====== Information given ======

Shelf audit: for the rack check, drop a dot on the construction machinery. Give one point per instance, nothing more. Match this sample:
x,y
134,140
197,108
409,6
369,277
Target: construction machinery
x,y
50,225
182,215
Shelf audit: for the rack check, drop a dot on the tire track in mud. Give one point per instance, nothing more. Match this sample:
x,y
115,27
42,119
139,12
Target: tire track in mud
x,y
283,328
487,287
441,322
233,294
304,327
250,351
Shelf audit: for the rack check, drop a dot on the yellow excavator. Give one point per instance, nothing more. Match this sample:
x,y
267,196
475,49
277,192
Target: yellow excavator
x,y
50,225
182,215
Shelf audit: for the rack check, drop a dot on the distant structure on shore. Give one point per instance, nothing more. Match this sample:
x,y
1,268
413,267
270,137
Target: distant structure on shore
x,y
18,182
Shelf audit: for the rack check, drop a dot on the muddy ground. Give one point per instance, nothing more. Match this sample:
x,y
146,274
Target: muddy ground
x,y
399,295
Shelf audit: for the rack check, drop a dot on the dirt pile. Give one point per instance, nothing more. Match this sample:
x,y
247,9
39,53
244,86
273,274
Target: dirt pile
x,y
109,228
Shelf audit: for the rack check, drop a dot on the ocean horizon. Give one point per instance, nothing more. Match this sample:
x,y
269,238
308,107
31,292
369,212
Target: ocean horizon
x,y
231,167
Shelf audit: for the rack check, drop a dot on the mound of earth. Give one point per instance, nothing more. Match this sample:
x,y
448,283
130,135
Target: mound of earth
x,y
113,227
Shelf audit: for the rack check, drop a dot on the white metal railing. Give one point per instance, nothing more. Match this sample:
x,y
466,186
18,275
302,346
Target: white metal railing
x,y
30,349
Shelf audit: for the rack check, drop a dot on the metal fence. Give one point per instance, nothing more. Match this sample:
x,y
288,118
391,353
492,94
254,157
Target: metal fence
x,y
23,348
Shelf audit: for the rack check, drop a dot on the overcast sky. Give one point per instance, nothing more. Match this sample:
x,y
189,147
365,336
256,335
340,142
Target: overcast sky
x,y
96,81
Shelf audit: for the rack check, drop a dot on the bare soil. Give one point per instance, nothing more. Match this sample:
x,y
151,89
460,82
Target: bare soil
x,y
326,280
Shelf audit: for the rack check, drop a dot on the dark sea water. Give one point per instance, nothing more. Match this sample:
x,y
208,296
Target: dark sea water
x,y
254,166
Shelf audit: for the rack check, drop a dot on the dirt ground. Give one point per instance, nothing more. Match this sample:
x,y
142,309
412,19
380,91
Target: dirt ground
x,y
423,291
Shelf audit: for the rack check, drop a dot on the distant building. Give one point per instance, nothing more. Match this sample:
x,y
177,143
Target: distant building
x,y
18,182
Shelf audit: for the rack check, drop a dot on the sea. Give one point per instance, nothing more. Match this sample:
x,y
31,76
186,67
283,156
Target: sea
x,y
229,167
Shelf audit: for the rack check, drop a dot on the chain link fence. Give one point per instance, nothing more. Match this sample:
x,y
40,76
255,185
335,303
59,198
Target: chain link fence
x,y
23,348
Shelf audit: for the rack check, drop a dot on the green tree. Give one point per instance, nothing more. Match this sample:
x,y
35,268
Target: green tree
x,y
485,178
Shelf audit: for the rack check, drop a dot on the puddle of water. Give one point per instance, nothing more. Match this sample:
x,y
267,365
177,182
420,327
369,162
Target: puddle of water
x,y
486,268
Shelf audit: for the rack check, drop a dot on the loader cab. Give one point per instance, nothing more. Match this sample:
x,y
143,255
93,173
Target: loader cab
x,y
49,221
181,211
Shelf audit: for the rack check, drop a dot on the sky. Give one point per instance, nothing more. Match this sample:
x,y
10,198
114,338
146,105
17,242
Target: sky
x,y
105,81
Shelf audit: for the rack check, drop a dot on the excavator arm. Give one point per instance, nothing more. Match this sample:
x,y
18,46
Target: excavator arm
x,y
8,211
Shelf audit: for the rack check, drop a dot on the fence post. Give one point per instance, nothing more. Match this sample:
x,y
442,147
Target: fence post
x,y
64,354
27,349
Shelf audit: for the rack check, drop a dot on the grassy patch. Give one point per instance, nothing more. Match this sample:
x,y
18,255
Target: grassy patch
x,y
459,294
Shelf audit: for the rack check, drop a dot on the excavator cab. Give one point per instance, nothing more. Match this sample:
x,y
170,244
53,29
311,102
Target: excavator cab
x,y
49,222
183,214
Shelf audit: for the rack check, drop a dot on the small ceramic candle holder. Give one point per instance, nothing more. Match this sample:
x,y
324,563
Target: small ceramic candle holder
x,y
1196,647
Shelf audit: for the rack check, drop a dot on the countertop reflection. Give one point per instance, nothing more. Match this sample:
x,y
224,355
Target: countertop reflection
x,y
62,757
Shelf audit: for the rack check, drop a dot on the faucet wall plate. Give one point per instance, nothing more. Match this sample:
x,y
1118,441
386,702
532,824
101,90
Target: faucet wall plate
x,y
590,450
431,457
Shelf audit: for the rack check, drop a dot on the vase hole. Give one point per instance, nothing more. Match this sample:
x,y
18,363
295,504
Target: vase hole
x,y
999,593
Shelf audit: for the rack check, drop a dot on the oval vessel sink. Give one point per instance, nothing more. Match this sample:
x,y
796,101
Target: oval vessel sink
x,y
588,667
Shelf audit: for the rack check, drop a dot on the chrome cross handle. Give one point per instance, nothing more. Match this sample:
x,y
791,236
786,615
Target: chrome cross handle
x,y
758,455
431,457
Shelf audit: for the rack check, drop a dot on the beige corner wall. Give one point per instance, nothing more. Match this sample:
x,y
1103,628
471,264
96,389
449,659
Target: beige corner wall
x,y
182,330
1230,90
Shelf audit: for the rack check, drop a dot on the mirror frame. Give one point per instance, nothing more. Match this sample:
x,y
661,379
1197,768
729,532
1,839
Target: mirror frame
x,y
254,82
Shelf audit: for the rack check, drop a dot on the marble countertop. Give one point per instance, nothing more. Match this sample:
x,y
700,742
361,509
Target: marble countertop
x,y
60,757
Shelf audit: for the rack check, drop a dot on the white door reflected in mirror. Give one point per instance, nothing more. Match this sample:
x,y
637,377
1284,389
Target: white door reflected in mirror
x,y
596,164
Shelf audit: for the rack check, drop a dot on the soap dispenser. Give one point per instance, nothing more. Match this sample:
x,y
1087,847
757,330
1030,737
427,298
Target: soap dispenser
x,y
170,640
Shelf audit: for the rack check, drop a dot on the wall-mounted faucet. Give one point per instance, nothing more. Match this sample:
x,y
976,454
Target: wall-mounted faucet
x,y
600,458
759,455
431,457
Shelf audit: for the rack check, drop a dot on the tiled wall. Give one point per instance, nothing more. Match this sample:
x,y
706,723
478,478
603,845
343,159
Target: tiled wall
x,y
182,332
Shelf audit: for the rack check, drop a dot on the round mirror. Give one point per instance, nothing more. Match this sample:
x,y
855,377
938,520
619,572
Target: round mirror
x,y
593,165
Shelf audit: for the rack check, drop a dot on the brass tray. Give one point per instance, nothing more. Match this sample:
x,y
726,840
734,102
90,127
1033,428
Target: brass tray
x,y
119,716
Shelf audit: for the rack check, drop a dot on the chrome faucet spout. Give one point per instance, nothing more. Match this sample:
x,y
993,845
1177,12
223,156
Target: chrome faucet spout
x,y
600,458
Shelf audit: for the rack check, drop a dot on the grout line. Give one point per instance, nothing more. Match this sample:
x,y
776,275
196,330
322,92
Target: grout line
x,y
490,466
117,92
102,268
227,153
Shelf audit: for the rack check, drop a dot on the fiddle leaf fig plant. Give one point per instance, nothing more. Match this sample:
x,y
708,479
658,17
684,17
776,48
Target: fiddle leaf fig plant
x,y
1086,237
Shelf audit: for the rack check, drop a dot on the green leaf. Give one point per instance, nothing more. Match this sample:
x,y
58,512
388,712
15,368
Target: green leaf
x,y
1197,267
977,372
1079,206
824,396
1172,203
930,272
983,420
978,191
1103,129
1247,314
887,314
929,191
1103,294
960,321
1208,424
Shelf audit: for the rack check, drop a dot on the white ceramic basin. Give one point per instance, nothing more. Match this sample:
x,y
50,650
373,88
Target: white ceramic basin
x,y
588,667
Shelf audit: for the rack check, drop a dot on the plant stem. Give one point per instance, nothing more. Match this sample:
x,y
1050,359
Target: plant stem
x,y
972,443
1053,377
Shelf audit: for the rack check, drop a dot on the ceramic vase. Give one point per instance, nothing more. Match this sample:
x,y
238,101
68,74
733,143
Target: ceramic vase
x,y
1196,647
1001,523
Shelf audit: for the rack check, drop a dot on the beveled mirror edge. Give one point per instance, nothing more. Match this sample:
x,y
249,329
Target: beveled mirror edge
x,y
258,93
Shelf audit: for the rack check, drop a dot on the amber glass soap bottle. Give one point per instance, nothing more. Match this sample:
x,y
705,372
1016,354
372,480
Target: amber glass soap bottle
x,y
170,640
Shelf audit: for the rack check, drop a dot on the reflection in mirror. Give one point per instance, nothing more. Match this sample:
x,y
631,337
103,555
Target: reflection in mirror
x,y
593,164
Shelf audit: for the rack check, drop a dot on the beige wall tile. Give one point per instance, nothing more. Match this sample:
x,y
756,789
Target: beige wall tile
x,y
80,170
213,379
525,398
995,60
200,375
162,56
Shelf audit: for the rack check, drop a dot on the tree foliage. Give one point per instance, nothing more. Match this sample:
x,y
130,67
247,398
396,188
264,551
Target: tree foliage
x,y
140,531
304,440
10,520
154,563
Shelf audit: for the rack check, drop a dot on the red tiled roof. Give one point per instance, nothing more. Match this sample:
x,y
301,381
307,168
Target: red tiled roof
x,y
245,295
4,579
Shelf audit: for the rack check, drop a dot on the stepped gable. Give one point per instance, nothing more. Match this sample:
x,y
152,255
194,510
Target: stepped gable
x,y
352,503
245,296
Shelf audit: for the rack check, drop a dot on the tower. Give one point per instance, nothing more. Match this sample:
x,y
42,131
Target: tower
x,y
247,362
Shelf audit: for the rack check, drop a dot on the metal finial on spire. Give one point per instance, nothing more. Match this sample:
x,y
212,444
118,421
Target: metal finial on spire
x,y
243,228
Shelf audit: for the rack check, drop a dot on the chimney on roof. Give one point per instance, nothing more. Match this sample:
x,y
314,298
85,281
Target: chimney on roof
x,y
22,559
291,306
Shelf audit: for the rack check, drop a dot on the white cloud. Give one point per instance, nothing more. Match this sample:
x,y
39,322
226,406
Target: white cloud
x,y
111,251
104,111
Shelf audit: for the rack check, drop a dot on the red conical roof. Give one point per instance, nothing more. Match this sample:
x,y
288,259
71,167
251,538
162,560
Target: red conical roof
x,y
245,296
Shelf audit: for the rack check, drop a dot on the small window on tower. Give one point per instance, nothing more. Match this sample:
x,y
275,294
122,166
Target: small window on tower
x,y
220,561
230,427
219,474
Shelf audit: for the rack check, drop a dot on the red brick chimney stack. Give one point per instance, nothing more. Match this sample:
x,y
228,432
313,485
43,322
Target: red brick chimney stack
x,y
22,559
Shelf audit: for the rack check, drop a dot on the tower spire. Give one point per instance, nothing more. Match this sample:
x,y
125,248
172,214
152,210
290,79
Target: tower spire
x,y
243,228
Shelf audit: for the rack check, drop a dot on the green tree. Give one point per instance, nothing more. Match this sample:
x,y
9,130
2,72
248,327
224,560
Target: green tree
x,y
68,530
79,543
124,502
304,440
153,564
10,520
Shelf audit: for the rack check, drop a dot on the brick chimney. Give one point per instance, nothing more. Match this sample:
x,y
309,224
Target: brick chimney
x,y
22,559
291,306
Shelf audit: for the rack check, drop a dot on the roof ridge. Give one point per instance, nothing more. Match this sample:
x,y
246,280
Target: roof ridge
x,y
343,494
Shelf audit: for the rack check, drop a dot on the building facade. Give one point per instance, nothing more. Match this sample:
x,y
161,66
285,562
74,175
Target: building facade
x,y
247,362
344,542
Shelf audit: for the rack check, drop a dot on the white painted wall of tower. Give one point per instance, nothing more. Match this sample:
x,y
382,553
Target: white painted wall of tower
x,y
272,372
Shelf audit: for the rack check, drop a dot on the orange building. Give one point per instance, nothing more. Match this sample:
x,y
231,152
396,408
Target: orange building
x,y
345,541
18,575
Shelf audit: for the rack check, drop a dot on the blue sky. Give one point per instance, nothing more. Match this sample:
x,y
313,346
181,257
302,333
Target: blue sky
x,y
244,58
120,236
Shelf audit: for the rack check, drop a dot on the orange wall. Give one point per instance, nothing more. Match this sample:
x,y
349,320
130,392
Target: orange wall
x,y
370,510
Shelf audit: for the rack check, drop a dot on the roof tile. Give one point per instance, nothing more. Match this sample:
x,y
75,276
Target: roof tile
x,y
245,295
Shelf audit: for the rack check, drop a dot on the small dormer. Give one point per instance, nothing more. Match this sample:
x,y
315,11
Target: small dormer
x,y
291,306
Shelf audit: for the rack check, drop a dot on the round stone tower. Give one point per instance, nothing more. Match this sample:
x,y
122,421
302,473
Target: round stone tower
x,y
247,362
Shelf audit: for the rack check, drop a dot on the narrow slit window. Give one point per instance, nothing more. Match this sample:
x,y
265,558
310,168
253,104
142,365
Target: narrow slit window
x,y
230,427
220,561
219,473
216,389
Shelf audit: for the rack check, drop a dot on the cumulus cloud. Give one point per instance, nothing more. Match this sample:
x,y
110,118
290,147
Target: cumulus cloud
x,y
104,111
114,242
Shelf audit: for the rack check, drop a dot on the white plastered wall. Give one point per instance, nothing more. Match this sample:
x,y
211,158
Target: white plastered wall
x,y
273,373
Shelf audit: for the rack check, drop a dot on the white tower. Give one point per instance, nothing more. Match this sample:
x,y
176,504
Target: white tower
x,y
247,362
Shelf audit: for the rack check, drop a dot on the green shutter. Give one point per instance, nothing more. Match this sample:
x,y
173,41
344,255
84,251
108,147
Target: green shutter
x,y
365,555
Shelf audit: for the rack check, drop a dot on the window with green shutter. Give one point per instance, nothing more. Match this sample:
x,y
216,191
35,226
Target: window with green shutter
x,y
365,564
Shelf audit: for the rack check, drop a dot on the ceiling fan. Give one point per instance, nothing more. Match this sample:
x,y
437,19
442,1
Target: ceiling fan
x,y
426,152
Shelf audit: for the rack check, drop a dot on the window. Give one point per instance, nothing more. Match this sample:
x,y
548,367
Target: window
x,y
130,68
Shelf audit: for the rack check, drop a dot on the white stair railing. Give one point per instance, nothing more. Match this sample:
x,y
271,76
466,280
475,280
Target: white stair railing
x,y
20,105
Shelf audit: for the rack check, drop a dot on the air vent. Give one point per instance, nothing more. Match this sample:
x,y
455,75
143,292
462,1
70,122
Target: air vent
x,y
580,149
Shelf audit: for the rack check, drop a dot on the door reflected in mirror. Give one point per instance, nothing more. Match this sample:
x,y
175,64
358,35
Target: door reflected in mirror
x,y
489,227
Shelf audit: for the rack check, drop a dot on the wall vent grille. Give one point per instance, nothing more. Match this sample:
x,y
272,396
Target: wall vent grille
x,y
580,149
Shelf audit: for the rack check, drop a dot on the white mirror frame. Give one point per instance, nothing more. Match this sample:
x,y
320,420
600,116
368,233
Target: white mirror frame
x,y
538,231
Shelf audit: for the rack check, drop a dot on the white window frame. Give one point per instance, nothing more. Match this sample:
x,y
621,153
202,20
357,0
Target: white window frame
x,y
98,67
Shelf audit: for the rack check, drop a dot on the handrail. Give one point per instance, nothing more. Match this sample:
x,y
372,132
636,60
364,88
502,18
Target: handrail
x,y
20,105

======

Repeat exactly the lines above from the line that contains "the air vent." through the end. Include both of these ends; leave out everything else.

Shelf audit: for the rack check, drop a dot on the air vent. Give one point per instance, nothing more. Match this sample:
x,y
455,75
143,292
462,1
70,122
Target: air vent
x,y
580,149
Shelf audit: for the rack check, drop a dot on the door reflected in mirror. Give one point per instance, nothing more. Match this sample:
x,y
175,64
358,35
Target: door reflected in mirror
x,y
489,227
Shelf audit: for the rack check, drop a dot on the wall vent grille. Give one point per instance, nothing more. Match this sample:
x,y
272,396
Target: wall vent grille
x,y
580,149
Shelf audit: for the rack check, drop a dot on the white mirror frame. Give one point per instance, nothing more. Match this sample:
x,y
320,420
600,116
368,233
Target: white mirror frame
x,y
538,231
Shelf audit: for the rack check, drop a dot on the white window frame. Give one point per instance, nothing more. Match this sample:
x,y
621,153
202,20
357,0
Target: white window frame
x,y
98,67
Shelf audit: for the rack check, drop a dot on the handrail. Give one point per instance, nothing more. Match this sample:
x,y
372,132
636,60
364,88
502,18
Target: handrail
x,y
20,105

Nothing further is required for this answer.